■ REQUIRED WORK ■
1/ From the article on the state budget accord, list every targeted tax relief measure that was initially planned but left out of the compromise budget.
2/ Summarize the article on the state budget accord in two sentences.

■ PASSAGE ■

The Legislative Building in Olympia. (AP Photo/Ted S. Warren, file)

The Legislative Building in Olympia. (AP Photo/Ted S. Warren, file)

As adjournment nears, state lawmakers reach budget accord

The $64.1 billion supplemental state budget was settled a day before the Legislature adjourns a 60-day session.

By Rachel La Corte / Associated Press

OLYMPIA — House and Senate budget negotiators reached agreement Wednesday on a $64.1 billion supplemental state budget, a day before the Washington Legislature adjourns a 60-day session.

The compromise budget builds off the $59 billion, two-year spending plan adopted by the Legislature last year and is similar to initial proposals released last month by both chambers, with significant spending in a variety of areas, including items to reduce homelessness, add more social supports like nurses and counselors for students, and bolster behavioral health.

Before voting to approve the agreement at a conference committee, Democratic Rep. Nicole Macri said the budget “really represents our collective values to continue to respond to this pandemic as we continue to navigate our way out of it and to make meaningful investments in the families and small business that we know have been hit hardest.”

The total amount is less than the House’s original $65.2 billion proposal but slightly more than the Senate’s initial $63.5 billion plan. The final plan now moves to each chamber for final passage, starting in the House Thursday afternoon.

While there are no general tax increases, there are also no across-the-board tax cuts, something Republicans argued should have been on the table given the significant influx of revenue the state has seen over the past year, plus more than $1 billion in remaining pandemic-related federal relief funds that were used in the budget.

Initially there were plans to offer targeted tax relief — like a three-day sales tax holiday around Labor Day that was in the House budget, and the Senate’s initial proposal to make Discover Passes for state parks and lands free for one year, and provide grants so that state and county fairs could offer free admission this year. But those were all left out of the compromise budget. A tax credit was included that would affect about 125,000 small businesses in the state, according to budget writers.

■ RECORDED DATA ■
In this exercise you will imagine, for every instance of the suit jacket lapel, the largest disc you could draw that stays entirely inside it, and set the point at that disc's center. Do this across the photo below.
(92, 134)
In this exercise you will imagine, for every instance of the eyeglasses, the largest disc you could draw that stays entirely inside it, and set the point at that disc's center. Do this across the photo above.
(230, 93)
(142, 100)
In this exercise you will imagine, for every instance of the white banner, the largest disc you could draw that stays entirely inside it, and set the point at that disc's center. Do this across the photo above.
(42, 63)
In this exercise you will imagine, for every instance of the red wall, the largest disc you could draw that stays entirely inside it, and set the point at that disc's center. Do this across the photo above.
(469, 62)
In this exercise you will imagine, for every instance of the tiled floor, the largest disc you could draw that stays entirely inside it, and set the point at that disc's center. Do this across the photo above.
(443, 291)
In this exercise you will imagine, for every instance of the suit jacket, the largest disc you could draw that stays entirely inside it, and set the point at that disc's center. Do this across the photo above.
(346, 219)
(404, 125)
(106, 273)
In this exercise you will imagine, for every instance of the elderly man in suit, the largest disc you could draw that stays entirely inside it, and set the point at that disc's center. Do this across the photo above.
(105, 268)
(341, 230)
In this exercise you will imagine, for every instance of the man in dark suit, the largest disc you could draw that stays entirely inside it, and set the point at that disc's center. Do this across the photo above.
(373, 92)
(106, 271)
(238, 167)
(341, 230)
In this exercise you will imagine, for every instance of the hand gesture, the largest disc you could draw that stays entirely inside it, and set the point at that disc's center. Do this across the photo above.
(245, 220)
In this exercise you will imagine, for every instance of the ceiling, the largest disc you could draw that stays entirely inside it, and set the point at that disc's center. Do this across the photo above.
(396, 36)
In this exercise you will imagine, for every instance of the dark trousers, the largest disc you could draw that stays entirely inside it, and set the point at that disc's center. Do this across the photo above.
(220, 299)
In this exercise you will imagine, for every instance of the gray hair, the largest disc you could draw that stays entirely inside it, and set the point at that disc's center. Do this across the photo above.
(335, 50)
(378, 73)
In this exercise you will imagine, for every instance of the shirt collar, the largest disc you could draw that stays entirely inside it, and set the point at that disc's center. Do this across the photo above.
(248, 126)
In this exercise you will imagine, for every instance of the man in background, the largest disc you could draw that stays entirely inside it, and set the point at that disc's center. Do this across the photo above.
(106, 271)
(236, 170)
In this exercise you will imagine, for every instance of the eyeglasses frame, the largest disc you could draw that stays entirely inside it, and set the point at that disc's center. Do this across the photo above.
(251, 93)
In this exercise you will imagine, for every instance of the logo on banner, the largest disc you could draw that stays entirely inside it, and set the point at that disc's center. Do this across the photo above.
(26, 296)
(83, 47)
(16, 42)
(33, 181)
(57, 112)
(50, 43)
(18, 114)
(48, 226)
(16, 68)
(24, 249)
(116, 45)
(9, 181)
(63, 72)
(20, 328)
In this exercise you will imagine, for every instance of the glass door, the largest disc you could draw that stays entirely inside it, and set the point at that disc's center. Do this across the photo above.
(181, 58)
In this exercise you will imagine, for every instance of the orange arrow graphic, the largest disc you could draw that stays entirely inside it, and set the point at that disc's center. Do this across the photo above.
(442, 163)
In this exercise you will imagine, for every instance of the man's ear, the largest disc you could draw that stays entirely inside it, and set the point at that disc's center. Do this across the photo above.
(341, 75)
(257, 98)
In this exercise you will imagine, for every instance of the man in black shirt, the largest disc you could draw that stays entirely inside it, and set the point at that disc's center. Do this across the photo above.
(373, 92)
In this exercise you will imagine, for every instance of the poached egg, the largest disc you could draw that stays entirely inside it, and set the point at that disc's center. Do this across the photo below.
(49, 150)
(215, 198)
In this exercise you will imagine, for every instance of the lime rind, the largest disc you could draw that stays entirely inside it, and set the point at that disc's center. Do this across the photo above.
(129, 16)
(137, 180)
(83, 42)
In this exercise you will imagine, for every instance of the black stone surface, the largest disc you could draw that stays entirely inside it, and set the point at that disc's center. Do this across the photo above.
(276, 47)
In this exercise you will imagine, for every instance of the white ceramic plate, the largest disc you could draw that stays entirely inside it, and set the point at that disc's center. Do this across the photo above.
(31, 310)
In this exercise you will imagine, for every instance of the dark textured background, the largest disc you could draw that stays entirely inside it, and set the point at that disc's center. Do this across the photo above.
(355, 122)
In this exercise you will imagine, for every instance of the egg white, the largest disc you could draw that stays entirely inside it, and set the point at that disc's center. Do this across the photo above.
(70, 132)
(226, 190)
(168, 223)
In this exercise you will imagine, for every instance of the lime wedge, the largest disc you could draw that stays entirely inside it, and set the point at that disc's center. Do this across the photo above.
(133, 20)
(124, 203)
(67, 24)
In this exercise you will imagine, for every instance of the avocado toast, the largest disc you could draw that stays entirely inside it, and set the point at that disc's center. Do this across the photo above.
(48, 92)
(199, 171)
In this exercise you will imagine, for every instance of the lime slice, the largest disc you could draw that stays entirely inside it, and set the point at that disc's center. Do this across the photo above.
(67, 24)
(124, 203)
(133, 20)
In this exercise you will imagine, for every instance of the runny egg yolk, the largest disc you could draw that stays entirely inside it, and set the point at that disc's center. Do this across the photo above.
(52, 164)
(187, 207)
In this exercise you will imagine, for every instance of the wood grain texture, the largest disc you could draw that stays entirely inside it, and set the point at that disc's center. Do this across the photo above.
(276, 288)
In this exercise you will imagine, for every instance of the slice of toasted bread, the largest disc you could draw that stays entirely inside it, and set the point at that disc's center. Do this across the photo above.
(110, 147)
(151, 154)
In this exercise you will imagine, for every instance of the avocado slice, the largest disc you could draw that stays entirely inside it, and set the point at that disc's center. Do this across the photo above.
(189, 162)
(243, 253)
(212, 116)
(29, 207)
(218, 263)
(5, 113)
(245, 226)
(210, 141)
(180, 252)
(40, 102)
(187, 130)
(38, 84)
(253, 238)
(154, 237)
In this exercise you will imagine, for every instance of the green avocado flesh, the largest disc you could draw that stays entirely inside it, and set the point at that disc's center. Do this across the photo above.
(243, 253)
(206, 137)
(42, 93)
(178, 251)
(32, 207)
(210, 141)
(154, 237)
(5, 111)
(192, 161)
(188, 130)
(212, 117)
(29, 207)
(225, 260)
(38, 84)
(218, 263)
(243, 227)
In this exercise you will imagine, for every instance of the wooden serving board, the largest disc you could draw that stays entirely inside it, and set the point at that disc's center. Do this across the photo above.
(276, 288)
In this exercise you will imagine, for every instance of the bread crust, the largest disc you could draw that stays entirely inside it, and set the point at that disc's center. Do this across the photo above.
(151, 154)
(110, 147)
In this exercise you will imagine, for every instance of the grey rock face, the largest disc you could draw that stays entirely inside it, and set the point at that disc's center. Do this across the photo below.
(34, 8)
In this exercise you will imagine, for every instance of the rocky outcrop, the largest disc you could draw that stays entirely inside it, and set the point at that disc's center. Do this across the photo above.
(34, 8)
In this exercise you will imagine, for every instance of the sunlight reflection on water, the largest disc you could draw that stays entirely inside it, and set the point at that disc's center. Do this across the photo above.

■ ACTIVITY ANSWERS ■
1/
- A three-day sales tax holiday around Labor Day, from the House budget
- Making Discover Passes for state parks and lands free for one year, from the Senate's initial proposal
- Grants so that state and county fairs could offer free admission this year

2/ House and Senate budget negotiators agreed Wednesday on a $64.1 billion supplemental state budget, a day before the Washington Legislature adjourns its 60-day session. The budget includes spending on homelessness, student supports, and behavioral health, with no general tax increases or across-the-board tax cuts, and it now moves to each chamber for final passage.